• Task statement: Copy out the stretch of the listing from its start through the line containing "[(145, 20), (161, 197)]", adding 65 to every coordinate in the answers. Leave the pictures out of your copy.

• Data section:
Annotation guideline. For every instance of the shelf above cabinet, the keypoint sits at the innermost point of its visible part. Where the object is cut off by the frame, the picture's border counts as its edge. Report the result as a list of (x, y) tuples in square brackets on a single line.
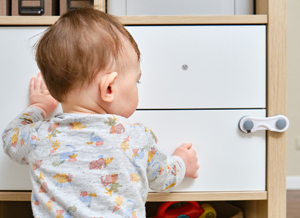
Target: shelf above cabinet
[(145, 20), (161, 197)]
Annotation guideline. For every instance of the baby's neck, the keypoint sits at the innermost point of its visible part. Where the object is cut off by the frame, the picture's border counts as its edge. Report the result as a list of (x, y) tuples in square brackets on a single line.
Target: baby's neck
[(77, 109), (82, 102)]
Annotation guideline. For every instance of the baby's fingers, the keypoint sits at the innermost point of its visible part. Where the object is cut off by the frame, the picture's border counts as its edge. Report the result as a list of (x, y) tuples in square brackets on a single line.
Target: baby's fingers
[(32, 84), (44, 87), (195, 176), (38, 82)]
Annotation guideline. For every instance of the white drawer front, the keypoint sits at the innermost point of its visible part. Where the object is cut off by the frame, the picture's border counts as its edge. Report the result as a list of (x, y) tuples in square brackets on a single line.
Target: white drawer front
[(17, 67), (229, 159), (226, 66)]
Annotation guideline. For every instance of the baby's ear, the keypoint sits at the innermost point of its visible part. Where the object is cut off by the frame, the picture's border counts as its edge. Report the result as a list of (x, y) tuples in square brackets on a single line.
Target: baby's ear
[(106, 86)]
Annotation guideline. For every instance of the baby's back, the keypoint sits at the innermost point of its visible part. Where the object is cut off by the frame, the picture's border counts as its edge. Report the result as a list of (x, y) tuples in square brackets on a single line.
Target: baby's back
[(89, 164)]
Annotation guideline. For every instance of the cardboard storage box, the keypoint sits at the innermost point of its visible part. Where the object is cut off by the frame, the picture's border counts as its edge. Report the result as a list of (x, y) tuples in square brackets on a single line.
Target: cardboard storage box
[(4, 7), (179, 7), (66, 5), (34, 7)]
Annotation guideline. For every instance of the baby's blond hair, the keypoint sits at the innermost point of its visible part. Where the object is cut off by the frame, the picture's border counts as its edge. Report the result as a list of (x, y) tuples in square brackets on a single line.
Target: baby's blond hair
[(80, 44)]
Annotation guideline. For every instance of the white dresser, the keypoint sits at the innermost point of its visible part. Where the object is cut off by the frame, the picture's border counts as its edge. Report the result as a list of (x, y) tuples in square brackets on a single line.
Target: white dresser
[(197, 83), (244, 56)]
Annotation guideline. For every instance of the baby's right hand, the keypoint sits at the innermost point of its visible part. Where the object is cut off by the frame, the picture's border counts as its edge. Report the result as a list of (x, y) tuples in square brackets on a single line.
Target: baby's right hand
[(188, 155)]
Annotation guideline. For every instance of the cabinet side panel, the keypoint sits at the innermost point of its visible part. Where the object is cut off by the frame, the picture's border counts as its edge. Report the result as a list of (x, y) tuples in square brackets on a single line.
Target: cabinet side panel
[(261, 6), (276, 104)]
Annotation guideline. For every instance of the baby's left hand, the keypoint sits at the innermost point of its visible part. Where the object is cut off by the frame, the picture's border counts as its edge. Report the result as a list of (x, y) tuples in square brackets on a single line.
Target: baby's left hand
[(40, 96)]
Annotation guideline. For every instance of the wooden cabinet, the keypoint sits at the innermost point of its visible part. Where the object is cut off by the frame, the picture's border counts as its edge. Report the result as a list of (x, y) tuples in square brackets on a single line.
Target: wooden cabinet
[(258, 202)]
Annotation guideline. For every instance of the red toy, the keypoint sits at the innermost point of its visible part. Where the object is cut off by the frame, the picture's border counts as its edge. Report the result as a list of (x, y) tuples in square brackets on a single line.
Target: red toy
[(191, 210)]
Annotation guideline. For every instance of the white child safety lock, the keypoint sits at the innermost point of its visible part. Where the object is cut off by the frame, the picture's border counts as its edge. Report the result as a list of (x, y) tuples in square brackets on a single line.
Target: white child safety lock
[(278, 123)]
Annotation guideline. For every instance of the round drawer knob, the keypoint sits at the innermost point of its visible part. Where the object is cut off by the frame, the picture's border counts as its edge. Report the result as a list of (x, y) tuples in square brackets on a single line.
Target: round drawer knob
[(281, 124), (248, 125)]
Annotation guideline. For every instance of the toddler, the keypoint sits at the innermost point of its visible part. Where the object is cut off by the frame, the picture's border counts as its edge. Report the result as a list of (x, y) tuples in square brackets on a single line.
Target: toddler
[(90, 161)]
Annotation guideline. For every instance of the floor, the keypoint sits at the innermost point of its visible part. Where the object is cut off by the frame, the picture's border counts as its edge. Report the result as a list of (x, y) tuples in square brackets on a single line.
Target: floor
[(12, 209), (293, 204)]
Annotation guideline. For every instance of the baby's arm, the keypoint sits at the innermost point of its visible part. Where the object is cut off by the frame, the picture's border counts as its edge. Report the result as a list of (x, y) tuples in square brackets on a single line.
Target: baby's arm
[(20, 135), (165, 171)]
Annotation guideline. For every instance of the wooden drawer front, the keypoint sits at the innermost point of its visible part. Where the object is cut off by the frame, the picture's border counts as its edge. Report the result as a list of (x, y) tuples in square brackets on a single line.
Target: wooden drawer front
[(229, 159), (226, 66)]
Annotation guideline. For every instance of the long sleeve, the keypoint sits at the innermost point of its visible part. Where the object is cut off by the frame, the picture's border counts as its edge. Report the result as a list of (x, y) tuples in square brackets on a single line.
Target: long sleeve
[(20, 135), (164, 172)]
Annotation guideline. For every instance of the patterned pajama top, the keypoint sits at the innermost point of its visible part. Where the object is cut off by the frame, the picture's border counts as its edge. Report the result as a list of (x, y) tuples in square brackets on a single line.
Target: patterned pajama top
[(90, 165)]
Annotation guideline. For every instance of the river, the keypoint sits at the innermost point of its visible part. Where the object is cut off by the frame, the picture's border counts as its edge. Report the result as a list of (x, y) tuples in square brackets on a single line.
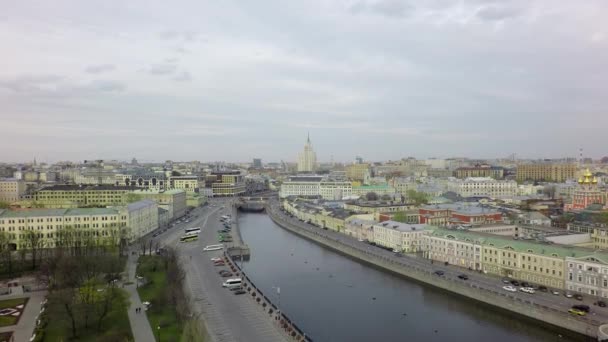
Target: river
[(334, 298)]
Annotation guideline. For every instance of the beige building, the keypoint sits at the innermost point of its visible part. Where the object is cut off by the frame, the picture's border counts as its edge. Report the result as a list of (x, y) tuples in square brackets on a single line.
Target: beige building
[(11, 190), (186, 183), (229, 183), (402, 237), (548, 172), (103, 225), (358, 172)]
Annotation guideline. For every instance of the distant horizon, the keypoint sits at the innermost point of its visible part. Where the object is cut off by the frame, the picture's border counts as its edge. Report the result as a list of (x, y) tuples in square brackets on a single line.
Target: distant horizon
[(375, 78)]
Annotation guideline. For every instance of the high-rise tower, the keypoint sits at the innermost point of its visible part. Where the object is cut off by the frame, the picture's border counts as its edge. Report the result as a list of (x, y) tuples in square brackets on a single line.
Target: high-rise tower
[(307, 159)]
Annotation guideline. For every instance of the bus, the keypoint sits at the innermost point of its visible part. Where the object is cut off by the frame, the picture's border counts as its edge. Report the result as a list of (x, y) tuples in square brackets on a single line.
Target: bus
[(188, 238), (193, 230)]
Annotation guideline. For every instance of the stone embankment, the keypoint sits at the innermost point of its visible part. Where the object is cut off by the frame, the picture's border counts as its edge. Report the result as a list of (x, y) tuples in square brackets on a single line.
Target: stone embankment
[(502, 300)]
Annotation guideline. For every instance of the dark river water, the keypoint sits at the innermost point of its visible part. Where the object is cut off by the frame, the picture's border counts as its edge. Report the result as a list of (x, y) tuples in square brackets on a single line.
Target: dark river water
[(334, 298)]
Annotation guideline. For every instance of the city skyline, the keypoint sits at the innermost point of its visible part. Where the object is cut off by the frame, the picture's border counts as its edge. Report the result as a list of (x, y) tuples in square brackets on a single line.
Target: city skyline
[(383, 79)]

• Reply:
Annotation guideline. For every instance of the shelf above cabinet, the keypoint sits at the innermost point of its visible part. Where the object is cut off by the frame, the picture's border counts as its edge. Report the result as a list of (x, y) tuples in square brackets on a single line.
Target: shelf above cabinet
[(210, 85), (226, 262)]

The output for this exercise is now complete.